(Coordinate annotation records)
# # # #

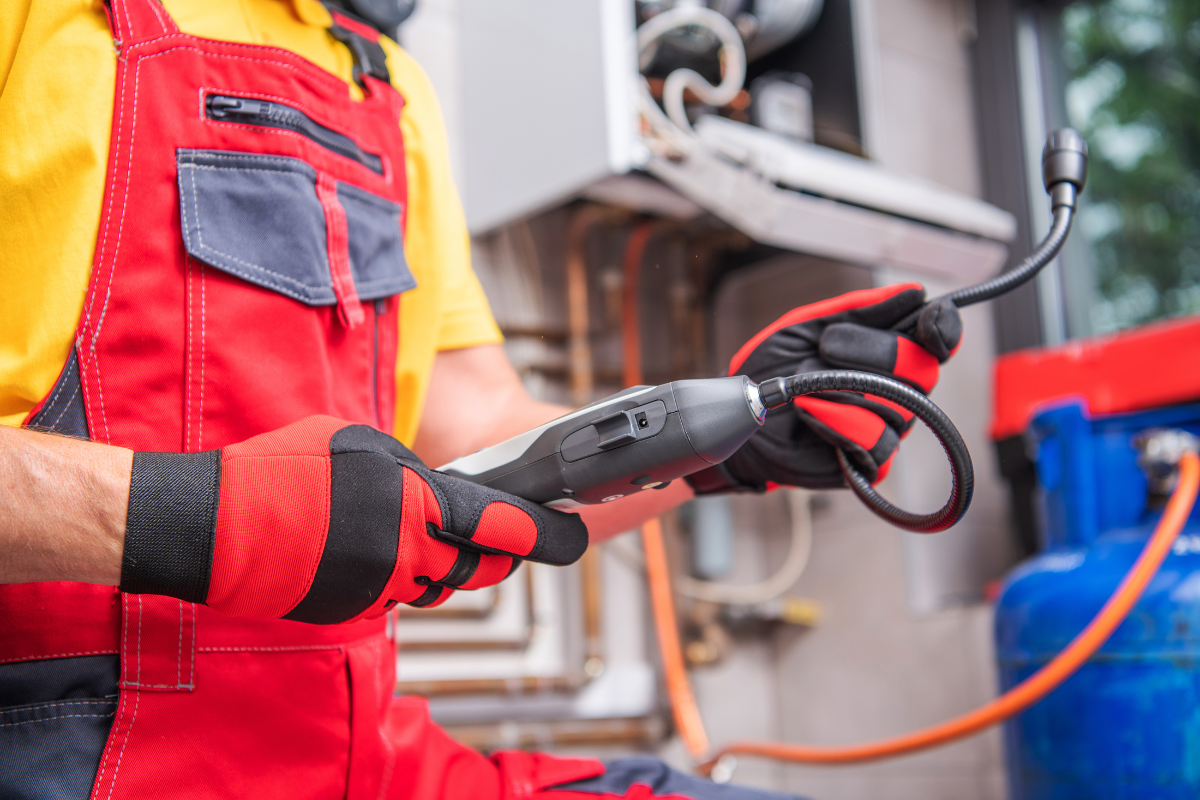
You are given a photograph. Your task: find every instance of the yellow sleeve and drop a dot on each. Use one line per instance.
(53, 56)
(437, 240)
(448, 308)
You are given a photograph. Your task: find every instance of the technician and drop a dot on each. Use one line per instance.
(233, 257)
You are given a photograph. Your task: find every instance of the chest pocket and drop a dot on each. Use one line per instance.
(299, 314)
(259, 217)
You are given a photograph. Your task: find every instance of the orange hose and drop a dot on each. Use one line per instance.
(658, 573)
(683, 703)
(1036, 686)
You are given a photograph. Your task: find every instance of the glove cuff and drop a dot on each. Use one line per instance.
(172, 524)
(719, 480)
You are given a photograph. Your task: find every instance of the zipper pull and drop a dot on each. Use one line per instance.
(220, 106)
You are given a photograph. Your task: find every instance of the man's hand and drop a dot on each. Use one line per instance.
(324, 522)
(797, 446)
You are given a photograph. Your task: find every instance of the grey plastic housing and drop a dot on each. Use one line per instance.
(640, 439)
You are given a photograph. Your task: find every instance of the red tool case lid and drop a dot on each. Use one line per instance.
(1144, 367)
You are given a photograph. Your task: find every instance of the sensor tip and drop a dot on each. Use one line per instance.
(1065, 160)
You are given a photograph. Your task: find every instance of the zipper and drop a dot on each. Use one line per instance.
(265, 113)
(381, 308)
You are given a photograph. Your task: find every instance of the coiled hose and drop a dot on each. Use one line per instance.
(780, 391)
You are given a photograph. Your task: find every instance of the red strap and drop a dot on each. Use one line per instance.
(355, 26)
(337, 240)
(135, 20)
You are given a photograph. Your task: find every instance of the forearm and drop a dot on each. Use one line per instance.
(63, 516)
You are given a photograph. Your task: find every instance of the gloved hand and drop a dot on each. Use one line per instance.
(797, 444)
(324, 522)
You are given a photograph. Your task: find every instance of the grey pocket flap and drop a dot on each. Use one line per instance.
(258, 217)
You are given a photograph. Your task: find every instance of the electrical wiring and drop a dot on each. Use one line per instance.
(675, 125)
(1032, 689)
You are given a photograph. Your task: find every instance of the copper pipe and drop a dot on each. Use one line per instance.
(579, 346)
(658, 572)
(630, 305)
(523, 685)
(527, 735)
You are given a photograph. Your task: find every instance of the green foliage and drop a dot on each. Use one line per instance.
(1134, 91)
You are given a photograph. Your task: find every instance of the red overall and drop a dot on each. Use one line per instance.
(245, 276)
(175, 354)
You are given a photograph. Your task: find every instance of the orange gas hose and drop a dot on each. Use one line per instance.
(683, 703)
(1036, 686)
(658, 572)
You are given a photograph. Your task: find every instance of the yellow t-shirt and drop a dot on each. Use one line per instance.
(58, 70)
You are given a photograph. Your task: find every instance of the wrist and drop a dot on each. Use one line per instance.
(171, 524)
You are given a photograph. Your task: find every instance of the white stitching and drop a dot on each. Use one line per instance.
(64, 716)
(191, 346)
(179, 651)
(191, 671)
(201, 245)
(166, 28)
(199, 410)
(285, 648)
(65, 407)
(49, 704)
(63, 655)
(100, 391)
(117, 768)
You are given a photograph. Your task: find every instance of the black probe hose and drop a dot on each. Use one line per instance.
(780, 391)
(1063, 173)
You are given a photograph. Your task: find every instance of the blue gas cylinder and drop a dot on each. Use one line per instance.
(1127, 725)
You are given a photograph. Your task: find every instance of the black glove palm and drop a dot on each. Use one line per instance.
(798, 443)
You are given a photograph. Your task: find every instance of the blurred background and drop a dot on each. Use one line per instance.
(870, 142)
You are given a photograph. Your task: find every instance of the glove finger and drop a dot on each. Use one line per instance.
(486, 521)
(865, 438)
(940, 328)
(786, 451)
(886, 353)
(791, 340)
(895, 416)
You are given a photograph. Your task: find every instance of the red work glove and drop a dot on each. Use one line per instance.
(797, 445)
(324, 522)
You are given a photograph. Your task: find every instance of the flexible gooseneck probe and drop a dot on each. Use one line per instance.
(1037, 685)
(1063, 173)
(780, 391)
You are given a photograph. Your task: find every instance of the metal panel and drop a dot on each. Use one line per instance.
(823, 227)
(546, 101)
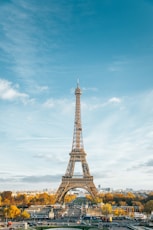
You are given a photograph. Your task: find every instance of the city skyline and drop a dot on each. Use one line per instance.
(45, 48)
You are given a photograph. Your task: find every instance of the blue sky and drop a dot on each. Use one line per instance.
(45, 46)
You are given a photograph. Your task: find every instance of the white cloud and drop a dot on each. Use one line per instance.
(114, 100)
(9, 92)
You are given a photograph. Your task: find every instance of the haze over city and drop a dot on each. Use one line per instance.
(45, 47)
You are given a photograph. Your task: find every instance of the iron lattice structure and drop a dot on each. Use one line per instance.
(77, 154)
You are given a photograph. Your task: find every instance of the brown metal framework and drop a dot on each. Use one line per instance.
(70, 181)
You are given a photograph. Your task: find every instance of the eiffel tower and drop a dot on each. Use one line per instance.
(77, 154)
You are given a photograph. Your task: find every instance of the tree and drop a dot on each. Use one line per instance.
(148, 208)
(106, 209)
(13, 212)
(25, 215)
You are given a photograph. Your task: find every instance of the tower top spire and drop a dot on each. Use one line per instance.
(78, 83)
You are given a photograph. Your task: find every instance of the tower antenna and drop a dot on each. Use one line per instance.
(77, 154)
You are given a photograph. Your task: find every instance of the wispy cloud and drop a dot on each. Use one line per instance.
(9, 92)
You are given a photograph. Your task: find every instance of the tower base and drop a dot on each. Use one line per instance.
(69, 183)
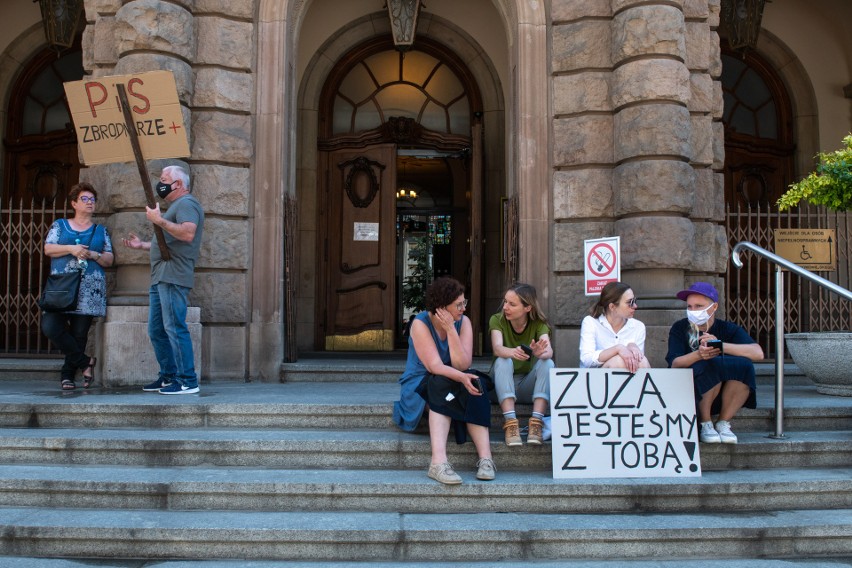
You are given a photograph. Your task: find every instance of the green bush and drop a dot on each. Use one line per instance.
(829, 185)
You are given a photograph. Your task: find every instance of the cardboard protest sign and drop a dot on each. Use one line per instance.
(602, 262)
(613, 423)
(102, 131)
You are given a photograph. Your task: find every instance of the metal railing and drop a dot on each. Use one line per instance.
(780, 264)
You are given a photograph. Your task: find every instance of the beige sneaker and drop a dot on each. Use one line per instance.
(723, 427)
(486, 470)
(513, 433)
(444, 473)
(534, 436)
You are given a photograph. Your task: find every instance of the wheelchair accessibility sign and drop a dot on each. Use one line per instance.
(812, 249)
(602, 263)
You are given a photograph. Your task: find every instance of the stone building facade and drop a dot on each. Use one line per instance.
(596, 117)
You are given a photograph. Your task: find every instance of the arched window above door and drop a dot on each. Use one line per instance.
(750, 107)
(413, 85)
(44, 109)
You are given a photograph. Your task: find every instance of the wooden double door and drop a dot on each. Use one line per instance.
(358, 280)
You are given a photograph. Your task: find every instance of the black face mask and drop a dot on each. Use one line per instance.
(163, 189)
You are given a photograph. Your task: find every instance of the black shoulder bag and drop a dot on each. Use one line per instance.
(61, 290)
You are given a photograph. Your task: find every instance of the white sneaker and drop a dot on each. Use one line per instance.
(724, 429)
(708, 434)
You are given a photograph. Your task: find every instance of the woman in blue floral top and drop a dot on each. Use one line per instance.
(73, 244)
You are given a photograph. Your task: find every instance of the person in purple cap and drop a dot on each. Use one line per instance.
(723, 373)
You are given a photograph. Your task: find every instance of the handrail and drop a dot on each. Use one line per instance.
(779, 315)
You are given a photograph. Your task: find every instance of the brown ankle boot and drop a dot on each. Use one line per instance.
(513, 433)
(534, 434)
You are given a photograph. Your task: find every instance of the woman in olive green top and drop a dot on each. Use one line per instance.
(523, 358)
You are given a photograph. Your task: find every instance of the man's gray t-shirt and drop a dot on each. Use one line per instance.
(180, 269)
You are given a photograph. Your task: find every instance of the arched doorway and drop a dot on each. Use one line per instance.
(40, 166)
(384, 118)
(759, 165)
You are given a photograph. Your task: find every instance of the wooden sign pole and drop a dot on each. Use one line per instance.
(140, 163)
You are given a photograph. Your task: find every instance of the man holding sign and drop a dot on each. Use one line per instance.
(172, 280)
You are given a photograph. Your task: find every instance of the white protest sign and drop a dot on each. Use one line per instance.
(602, 262)
(613, 423)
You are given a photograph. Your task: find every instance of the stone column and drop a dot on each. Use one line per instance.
(638, 151)
(661, 149)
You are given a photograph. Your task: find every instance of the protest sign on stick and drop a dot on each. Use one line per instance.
(613, 423)
(111, 129)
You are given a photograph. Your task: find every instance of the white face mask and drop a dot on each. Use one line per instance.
(699, 317)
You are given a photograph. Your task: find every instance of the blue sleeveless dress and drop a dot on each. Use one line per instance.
(409, 408)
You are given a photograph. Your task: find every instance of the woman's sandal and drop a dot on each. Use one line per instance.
(89, 379)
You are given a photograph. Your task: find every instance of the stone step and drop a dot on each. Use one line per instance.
(393, 536)
(387, 369)
(364, 449)
(410, 491)
(20, 562)
(319, 406)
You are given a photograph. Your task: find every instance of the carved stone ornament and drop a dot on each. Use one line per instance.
(403, 16)
(361, 183)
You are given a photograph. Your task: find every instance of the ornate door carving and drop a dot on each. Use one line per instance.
(358, 262)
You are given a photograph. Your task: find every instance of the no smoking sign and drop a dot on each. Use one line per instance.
(602, 261)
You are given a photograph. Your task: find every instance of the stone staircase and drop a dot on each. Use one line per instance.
(311, 472)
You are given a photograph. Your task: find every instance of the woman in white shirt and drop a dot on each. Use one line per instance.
(610, 337)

# # # #

• What is expected: Extract the closing run of lines, starting with the one containing "the blue sleeveless" and ending at the last, exactly as written.

• Final result:
You are given a photograph. Your task: find every instance of the blue sleeveless dress and drop a dot on each. Use one line per instance.
(409, 408)
You are given a photograph. Your task: find every instance of the woman's sandal and drop a dot on each. Use one line per instance.
(89, 379)
You are given a photograph. Your task: find every instance of the stone step and drop a dot on each. Use one line per instance.
(393, 536)
(387, 369)
(364, 449)
(410, 491)
(20, 562)
(319, 406)
You are given a photograph. Your task: find every instance of the carved stone ornament and drop a dot on each. Use one line per instance.
(403, 16)
(361, 183)
You are given a photograph. Your task: find every instance of the ornate door carving and drop a dot on each. Use one line per instance.
(358, 262)
You are given a photograph. Your task: find every instance of the no smoking sign and drop a dot on each. Use one line per instance.
(602, 261)
You are given a photograph. Your task: find every instance of the stone staircase and drop a dot on each. Use one line per instance.
(311, 472)
You are given a photograph. Your task: find every instance of the woman in white shirt and drop a dot on each. Use one line per instance.
(610, 337)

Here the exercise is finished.